◆ THE PROBLEM:
Can you put every line of the items below into a JSON list of strings, one string per line, leaving out any blank lines?

[Raw items]
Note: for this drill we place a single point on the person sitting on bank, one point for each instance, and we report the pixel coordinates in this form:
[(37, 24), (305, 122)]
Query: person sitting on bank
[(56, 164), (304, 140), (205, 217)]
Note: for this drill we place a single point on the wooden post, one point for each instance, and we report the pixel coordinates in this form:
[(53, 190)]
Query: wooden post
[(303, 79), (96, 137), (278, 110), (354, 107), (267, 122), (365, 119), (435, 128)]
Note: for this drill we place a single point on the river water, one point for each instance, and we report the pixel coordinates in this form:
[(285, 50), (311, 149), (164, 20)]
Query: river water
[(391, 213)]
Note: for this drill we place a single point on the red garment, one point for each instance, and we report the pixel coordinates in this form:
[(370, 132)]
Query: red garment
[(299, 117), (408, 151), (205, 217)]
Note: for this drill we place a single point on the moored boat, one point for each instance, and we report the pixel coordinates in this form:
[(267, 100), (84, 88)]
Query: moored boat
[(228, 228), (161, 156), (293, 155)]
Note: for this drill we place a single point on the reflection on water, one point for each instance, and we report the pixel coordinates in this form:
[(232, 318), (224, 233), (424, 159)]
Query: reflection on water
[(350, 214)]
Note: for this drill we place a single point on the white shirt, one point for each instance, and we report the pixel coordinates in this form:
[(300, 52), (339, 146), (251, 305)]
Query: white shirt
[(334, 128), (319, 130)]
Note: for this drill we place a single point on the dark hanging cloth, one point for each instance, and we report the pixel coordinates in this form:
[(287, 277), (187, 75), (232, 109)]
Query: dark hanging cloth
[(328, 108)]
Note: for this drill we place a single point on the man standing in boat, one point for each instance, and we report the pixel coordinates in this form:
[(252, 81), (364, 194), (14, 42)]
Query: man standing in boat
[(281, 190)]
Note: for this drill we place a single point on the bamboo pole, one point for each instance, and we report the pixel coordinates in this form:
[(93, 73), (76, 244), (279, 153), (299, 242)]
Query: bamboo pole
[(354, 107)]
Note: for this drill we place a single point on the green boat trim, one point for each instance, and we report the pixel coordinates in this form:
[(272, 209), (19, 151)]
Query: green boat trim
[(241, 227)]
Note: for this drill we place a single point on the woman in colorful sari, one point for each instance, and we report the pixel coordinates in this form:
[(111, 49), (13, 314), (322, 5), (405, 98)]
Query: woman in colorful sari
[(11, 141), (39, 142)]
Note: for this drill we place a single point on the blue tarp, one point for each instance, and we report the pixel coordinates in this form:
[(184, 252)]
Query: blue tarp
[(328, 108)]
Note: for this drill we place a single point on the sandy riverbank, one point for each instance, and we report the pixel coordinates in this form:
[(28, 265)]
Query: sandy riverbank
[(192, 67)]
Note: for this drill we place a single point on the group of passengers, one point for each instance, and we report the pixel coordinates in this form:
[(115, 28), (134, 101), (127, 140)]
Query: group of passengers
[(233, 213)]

◆ WRITTEN RESPONSE:
[
  "Note: for this drill we place a single point on the person sitting on bank, one point for each instance, and we report the pixel coordinates in this form:",
  "[(37, 24), (305, 122)]",
  "Query: person sitting on bank",
  "[(56, 164), (304, 140), (205, 217)]",
  "Note: for this drill we place a single point on the wooden post, one point for each instance, and we report the pixel coordinates in this form:",
  "[(53, 190)]",
  "Query: wooden post",
  "[(303, 79), (96, 137), (278, 110), (354, 107), (267, 122), (365, 119), (435, 128)]",
  "Note: for this drill we place a single point on the river water, one point for each instance, and we report the pixel coordinates in this form:",
  "[(285, 50), (311, 149), (164, 20)]",
  "Query: river water",
  "[(391, 213)]",
  "Note: for this drill we place a single point on the red garment, one point for each instance, and we report the pixel coordinates in this form:",
  "[(370, 132)]",
  "Query: red garment",
  "[(299, 117), (408, 151), (205, 217)]",
  "Note: for this drill we place a single point on the moored boat, one point for each instance, and we report the pixel coordinates in this form:",
  "[(267, 100), (84, 88)]",
  "Query: moored boat",
  "[(228, 228), (161, 156), (293, 155)]",
  "Note: for this drill we place a single point on the reflection on water, one point for each instance, and we report the pixel coordinates in this form:",
  "[(232, 318), (224, 233), (424, 159)]",
  "Query: reflection on water",
  "[(350, 214)]",
  "Note: for this drill we place a single point on the white shirt, one point for each instance, and we report the pixel coordinates in this form:",
  "[(300, 52), (339, 146), (251, 305)]",
  "Query: white shirt",
  "[(334, 128), (319, 130)]",
  "Note: for this drill we place a single point on the dark hanging cloth, one point for each instance, and we report the pixel coordinates in this form:",
  "[(287, 277), (187, 75), (232, 109)]",
  "Query: dark hanging cloth",
  "[(328, 108)]",
  "Note: for this drill we place a single point on the man standing in boat, one point for each instance, and we report the pixel coordinates in this form:",
  "[(252, 81), (364, 194), (14, 42)]",
  "Query: man standing in boat",
  "[(281, 190)]",
  "Note: for this drill we place a single point on the bamboo pole, one point for each instance, and we report the pixel coordinates in this form:",
  "[(93, 73), (76, 244), (279, 153), (299, 242)]",
  "Query: bamboo pole",
  "[(354, 107)]",
  "Note: for this drill we place a single point on the green boat trim, one point for each instance, and we report the pixel coordinates in this form:",
  "[(272, 209), (19, 151)]",
  "Query: green boat trim",
  "[(241, 227)]",
  "Note: for this drill we place a single point on the woman in colorful sari, one point for each instance, and we report the pixel coordinates in this form:",
  "[(111, 49), (13, 314), (322, 5), (405, 98)]",
  "Query: woman in colorful sari",
  "[(11, 141), (39, 142)]",
  "Note: for this drill we place a single point on the blue tarp, one point for each instance, and we report the pixel coordinates in this form:",
  "[(184, 252)]",
  "Query: blue tarp",
  "[(328, 108)]",
  "Note: for this drill we place a single point on the sandy riverbank, one point for each instance, and we report the pixel coordinates in this form:",
  "[(28, 265)]",
  "Query: sandy riverbank",
  "[(192, 67)]",
  "Note: for this drill we place a single point on the group of passengers, one point for each instance, and we report the pixel coordinates in this form:",
  "[(115, 28), (134, 101), (127, 140)]",
  "Query: group of passengers",
  "[(233, 213)]"
]